• Written instruction:
Display each line of the data below that contains the word "bush". Matching is case-sensitive.

(Lines of data)
======

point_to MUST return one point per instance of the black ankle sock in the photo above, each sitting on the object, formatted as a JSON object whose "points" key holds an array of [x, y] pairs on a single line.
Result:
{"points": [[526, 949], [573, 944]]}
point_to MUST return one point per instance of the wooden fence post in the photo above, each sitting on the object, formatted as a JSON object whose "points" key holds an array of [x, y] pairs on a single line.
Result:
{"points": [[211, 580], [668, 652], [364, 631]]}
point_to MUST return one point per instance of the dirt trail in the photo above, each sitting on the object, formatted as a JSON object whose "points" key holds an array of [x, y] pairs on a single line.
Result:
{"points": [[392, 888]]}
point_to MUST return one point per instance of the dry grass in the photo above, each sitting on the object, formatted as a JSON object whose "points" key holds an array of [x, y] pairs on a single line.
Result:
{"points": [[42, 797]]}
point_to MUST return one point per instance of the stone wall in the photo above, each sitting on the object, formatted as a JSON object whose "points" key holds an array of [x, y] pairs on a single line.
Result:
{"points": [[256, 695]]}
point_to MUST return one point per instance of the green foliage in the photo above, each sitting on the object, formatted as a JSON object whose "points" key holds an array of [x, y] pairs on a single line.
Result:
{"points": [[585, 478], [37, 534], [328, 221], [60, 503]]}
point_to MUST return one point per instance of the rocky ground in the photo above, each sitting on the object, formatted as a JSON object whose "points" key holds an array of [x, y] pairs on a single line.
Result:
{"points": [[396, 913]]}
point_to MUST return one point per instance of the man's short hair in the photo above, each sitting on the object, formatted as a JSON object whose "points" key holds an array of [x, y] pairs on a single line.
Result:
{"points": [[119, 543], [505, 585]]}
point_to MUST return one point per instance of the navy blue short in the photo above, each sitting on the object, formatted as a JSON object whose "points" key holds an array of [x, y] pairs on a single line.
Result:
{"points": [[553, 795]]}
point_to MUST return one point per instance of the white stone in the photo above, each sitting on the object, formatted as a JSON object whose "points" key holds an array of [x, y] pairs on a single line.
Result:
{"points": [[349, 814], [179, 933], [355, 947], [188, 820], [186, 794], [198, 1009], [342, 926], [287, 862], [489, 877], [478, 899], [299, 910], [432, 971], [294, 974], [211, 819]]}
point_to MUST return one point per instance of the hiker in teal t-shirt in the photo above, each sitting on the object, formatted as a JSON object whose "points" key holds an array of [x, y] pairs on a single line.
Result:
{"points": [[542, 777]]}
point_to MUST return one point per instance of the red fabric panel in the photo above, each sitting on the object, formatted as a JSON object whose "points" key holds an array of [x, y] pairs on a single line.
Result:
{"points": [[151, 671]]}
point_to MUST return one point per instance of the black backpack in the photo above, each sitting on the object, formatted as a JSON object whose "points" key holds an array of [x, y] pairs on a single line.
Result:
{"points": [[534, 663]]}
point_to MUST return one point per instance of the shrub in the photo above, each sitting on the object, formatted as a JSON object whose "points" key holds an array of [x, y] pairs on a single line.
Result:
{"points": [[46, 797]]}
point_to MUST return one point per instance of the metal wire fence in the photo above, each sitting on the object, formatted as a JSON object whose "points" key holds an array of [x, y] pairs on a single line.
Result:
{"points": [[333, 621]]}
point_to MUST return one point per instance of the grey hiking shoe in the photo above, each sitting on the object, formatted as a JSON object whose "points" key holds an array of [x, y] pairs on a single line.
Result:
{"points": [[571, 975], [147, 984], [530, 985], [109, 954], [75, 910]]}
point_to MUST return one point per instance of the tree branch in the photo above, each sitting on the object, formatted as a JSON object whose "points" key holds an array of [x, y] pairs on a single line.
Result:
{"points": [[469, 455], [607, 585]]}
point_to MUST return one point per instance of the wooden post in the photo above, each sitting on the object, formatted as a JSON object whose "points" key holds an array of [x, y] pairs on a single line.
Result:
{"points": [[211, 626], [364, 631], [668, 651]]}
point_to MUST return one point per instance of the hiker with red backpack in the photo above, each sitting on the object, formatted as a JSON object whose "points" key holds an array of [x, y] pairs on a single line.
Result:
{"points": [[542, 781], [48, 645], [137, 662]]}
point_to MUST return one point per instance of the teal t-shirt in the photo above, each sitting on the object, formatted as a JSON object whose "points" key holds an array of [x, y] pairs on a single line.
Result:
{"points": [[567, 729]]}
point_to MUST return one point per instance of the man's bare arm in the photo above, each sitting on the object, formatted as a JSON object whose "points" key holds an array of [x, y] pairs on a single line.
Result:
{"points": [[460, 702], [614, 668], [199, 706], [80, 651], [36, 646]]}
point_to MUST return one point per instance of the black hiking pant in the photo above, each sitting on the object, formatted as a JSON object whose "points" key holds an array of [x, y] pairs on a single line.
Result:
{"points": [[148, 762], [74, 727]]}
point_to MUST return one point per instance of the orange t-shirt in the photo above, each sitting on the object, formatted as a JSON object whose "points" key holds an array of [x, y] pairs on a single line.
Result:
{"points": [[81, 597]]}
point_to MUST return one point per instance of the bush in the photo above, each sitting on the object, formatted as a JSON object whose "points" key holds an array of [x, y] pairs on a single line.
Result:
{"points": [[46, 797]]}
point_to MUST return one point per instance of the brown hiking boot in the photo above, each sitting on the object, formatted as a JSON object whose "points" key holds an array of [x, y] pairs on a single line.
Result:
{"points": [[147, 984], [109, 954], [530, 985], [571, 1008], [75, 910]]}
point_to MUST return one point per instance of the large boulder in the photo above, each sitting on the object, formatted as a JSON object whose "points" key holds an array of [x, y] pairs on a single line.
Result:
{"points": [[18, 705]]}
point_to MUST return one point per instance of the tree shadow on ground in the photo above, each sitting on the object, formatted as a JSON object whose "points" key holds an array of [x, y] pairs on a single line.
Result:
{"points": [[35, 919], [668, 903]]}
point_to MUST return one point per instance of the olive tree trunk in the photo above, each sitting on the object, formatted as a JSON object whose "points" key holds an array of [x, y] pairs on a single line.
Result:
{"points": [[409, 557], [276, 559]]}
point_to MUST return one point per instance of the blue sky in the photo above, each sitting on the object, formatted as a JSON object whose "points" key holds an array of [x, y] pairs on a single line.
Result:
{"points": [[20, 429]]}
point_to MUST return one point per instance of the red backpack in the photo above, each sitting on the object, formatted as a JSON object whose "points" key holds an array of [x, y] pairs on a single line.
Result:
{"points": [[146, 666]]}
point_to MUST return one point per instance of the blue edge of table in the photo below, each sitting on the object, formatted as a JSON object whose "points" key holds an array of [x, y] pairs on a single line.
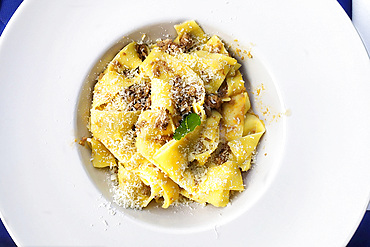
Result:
{"points": [[359, 239]]}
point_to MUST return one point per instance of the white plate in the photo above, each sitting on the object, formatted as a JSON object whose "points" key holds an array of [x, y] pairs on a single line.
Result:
{"points": [[310, 189]]}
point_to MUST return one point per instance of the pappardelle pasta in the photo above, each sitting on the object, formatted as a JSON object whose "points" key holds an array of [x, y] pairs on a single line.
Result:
{"points": [[173, 120]]}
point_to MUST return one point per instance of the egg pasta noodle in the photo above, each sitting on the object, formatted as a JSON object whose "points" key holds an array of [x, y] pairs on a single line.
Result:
{"points": [[146, 92]]}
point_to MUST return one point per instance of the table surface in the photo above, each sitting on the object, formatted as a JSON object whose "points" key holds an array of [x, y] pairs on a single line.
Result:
{"points": [[361, 236]]}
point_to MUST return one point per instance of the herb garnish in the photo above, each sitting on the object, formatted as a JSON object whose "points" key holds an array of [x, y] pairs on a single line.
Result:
{"points": [[187, 125]]}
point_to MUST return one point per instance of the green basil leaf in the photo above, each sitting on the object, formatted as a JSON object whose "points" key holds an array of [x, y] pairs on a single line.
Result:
{"points": [[187, 125]]}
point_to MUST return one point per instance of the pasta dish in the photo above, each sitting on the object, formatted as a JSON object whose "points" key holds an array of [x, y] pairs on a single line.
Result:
{"points": [[173, 120]]}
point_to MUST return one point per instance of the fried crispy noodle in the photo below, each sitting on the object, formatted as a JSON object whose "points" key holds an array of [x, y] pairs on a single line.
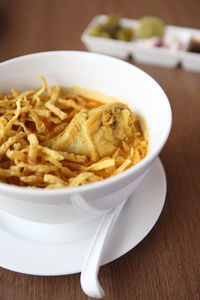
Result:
{"points": [[58, 137]]}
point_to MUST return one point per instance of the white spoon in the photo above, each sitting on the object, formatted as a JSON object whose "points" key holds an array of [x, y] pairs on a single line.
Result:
{"points": [[89, 276]]}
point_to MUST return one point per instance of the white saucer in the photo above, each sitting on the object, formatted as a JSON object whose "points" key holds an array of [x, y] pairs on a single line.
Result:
{"points": [[42, 249]]}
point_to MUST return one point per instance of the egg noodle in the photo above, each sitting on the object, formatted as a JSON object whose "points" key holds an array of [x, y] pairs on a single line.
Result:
{"points": [[31, 118]]}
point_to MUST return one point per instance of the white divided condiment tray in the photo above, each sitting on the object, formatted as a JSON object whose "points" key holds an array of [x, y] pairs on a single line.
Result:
{"points": [[140, 51]]}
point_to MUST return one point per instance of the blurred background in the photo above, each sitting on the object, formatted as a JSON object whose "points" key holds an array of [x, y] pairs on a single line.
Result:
{"points": [[166, 264], [28, 26]]}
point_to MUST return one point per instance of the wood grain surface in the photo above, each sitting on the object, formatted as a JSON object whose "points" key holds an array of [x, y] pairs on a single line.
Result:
{"points": [[166, 264]]}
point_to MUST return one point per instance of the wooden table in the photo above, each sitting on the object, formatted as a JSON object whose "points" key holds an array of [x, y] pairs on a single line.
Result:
{"points": [[166, 264]]}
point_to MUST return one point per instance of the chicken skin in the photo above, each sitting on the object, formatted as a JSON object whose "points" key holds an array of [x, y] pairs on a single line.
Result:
{"points": [[96, 133]]}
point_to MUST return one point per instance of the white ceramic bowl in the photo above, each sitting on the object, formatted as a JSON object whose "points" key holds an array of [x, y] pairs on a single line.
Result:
{"points": [[98, 72]]}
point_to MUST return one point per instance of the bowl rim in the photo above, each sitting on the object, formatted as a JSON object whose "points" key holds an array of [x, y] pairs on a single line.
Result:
{"points": [[113, 179]]}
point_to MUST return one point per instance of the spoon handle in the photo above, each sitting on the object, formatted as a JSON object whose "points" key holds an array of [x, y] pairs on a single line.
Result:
{"points": [[89, 276]]}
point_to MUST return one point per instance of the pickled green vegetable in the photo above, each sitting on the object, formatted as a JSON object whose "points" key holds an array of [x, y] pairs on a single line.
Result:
{"points": [[112, 29], [150, 26]]}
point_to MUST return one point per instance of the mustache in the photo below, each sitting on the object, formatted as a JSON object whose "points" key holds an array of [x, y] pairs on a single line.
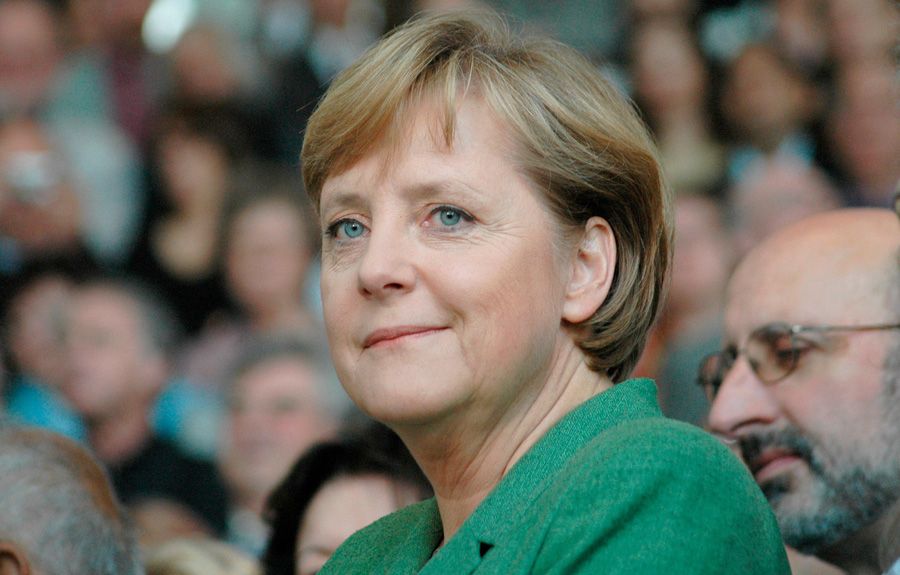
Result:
{"points": [[788, 438]]}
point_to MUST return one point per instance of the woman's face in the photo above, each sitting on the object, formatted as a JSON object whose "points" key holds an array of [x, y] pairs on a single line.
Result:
{"points": [[343, 506], [442, 279]]}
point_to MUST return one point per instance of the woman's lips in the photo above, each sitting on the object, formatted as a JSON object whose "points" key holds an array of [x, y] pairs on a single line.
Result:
{"points": [[389, 336], [771, 463]]}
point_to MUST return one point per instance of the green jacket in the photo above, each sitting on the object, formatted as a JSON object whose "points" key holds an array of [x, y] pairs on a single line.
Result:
{"points": [[614, 487]]}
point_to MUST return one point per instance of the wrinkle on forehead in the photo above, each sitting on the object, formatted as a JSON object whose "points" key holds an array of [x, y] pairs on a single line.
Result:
{"points": [[828, 268], [426, 124]]}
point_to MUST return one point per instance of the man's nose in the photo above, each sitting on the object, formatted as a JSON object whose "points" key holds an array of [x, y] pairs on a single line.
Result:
{"points": [[742, 400]]}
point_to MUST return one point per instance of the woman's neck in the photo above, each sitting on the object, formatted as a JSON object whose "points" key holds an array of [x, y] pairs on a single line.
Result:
{"points": [[465, 459]]}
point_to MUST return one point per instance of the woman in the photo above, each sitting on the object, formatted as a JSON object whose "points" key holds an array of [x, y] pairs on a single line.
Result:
{"points": [[335, 488], [496, 238]]}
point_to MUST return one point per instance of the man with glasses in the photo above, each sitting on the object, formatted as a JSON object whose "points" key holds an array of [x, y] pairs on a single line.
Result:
{"points": [[808, 384]]}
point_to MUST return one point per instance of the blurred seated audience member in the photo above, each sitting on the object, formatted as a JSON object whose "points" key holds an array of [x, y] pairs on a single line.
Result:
{"points": [[35, 81], [774, 194], [131, 74], [864, 131], [805, 387], [194, 151], [39, 209], [691, 321], [30, 54], [281, 400], [862, 29], [34, 332], [118, 338], [199, 556], [269, 239], [670, 10], [671, 85], [769, 106], [801, 33], [211, 66], [59, 513], [335, 489], [327, 37]]}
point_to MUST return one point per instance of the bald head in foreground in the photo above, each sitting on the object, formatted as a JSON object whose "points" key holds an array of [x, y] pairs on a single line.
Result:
{"points": [[808, 385], [58, 514]]}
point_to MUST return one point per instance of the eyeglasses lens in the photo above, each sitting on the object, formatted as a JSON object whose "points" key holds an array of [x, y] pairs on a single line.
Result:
{"points": [[772, 352]]}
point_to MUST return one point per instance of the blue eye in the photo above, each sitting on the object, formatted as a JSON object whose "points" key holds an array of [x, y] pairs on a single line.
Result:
{"points": [[346, 229], [352, 228], [450, 216]]}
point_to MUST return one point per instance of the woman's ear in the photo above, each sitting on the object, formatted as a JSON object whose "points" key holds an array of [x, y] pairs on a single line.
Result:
{"points": [[592, 270], [13, 560]]}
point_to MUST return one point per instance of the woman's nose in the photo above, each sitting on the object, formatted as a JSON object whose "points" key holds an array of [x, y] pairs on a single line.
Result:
{"points": [[386, 267]]}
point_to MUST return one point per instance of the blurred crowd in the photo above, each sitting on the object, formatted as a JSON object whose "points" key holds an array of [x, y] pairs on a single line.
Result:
{"points": [[158, 268]]}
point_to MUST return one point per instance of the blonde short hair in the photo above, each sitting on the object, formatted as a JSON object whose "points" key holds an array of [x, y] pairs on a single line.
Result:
{"points": [[575, 137]]}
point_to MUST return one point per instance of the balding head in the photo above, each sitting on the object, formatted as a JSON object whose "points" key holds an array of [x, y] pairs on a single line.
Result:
{"points": [[59, 513], [823, 439], [833, 267]]}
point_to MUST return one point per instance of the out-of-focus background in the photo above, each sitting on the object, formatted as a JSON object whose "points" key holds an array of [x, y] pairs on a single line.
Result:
{"points": [[158, 141]]}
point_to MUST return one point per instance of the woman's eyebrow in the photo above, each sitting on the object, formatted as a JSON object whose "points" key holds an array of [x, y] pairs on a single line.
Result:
{"points": [[341, 199]]}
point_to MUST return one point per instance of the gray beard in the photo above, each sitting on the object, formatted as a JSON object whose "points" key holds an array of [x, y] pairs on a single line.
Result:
{"points": [[843, 500]]}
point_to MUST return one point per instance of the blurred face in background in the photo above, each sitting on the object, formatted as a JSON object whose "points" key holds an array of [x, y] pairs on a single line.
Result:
{"points": [[38, 208], [276, 411], [341, 507], [111, 369], [862, 29], [865, 128], [36, 338], [669, 72], [204, 65], [267, 257], [764, 101], [776, 194], [702, 257], [194, 170], [29, 53]]}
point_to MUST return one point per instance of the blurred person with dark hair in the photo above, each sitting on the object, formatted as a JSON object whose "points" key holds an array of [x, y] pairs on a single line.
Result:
{"points": [[37, 80], [119, 338], [861, 30], [34, 332], [195, 149], [769, 105], [671, 85], [281, 399], [266, 249], [336, 488], [864, 131], [30, 54], [774, 194], [60, 515], [691, 321]]}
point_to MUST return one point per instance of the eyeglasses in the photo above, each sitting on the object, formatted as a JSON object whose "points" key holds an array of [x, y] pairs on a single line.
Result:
{"points": [[772, 351]]}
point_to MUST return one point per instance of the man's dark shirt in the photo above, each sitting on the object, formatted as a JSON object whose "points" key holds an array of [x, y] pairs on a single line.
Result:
{"points": [[161, 471]]}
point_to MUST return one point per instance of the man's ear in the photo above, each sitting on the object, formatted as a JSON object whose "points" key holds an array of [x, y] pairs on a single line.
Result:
{"points": [[592, 271], [13, 560]]}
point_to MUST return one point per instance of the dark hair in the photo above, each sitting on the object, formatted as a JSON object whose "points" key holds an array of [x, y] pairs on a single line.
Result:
{"points": [[370, 448]]}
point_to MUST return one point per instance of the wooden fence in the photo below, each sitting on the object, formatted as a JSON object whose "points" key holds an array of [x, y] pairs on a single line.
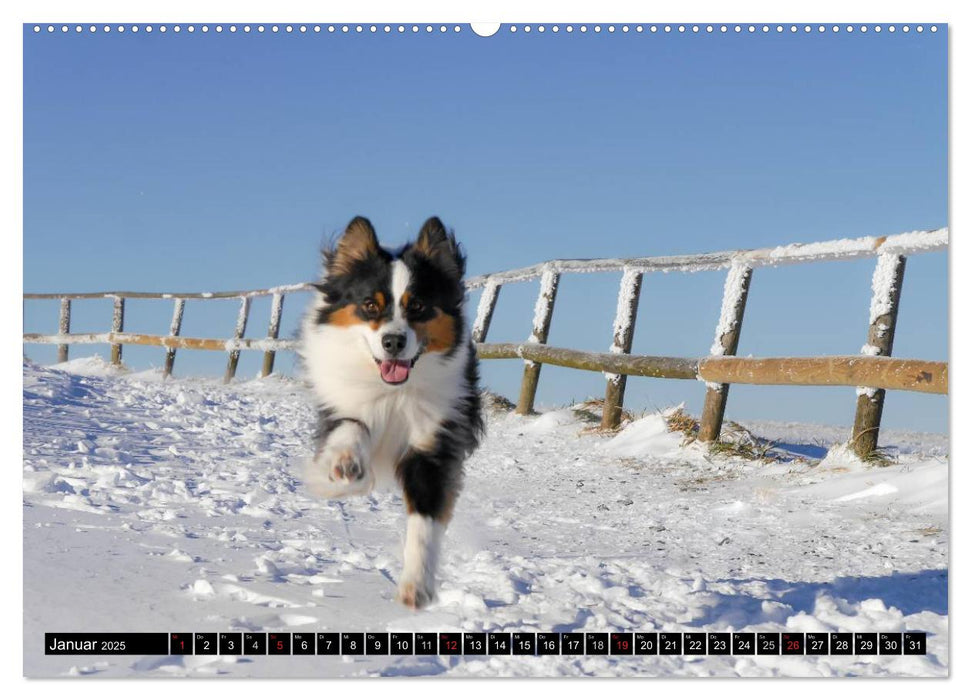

======

• Worked answer:
point_to MUST return one point per instance of the bush in the photo above, each sitting on the object, formatted as a JSON object whose "points" key holds an array of [x, y] pairs on a single line.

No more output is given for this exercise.